━━━━━ Provided information

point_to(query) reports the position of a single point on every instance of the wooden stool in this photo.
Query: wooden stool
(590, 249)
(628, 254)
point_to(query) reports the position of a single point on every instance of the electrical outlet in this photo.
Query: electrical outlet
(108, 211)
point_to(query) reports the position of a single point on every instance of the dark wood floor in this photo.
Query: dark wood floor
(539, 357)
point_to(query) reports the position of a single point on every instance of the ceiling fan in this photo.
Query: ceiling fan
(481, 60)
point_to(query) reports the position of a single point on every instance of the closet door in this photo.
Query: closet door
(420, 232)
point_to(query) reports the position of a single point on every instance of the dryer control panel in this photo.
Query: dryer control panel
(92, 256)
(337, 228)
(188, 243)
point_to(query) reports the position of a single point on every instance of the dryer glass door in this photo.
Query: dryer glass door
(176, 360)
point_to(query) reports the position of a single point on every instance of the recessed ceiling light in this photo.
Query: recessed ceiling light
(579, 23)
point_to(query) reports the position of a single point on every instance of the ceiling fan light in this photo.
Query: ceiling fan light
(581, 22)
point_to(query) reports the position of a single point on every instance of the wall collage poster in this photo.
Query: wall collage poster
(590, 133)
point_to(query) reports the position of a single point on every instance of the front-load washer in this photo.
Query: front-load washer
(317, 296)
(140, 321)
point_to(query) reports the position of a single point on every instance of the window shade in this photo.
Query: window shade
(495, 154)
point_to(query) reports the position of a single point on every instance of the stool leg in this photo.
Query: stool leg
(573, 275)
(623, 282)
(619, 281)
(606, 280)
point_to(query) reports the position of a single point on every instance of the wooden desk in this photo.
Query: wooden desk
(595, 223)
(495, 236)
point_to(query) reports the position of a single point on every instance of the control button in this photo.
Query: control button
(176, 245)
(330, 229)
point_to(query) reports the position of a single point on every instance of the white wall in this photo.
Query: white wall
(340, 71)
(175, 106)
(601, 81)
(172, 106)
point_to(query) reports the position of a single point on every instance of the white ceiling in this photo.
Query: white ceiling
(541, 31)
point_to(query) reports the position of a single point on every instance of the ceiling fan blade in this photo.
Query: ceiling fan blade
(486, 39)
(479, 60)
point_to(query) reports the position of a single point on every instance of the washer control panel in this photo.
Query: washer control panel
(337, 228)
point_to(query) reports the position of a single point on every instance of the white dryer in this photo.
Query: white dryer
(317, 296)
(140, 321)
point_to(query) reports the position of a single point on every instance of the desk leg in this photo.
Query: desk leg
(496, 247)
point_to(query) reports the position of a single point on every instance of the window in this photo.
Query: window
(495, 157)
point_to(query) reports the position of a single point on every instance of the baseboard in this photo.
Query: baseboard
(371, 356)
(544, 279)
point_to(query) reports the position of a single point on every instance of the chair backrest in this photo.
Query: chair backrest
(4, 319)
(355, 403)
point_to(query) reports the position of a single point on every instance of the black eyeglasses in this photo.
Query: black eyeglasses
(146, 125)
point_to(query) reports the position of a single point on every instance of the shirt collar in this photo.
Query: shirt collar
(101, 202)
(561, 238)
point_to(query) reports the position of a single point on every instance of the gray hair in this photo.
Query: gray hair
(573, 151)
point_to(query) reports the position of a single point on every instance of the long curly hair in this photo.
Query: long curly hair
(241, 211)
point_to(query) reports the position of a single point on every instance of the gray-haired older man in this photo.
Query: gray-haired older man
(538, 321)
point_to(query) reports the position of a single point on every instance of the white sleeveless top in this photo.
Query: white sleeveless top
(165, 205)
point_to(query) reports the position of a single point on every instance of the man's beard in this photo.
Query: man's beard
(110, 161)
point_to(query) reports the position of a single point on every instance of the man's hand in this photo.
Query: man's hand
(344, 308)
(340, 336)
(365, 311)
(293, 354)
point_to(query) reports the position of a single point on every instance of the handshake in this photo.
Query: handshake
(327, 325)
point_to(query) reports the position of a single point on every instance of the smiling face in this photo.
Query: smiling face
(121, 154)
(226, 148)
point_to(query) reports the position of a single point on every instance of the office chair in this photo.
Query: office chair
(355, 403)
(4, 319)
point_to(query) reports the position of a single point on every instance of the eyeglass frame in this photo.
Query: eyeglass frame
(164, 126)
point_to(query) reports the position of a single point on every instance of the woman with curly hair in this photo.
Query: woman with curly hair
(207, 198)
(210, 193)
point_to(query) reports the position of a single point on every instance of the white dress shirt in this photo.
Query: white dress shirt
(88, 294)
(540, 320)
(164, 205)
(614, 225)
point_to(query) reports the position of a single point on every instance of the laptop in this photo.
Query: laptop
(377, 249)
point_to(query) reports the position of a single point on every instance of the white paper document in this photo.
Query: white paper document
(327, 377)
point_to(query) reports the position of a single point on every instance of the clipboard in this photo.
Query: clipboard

━━━━━━━━━━

**Exercise directions**. Make an exact copy of every line from the one with "shirt in this photo." to the end of the data, with the first and last of those lines included.

**In response**.
point_to(query) reports the position of a single point on every instance of the white dress shirt in this photo.
Query: white dress shirt
(88, 294)
(540, 320)
(164, 205)
(614, 225)
point_to(query) reports the position of a single point on every instance of the laptop in this photo.
Query: laptop
(377, 249)
point_to(query) reports the position of a single point on every instance of the white paper document in this photo.
Query: white paper document
(327, 377)
point_to(query) reports the position of a single point on every instance of the clipboard in this photo.
Query: clipboard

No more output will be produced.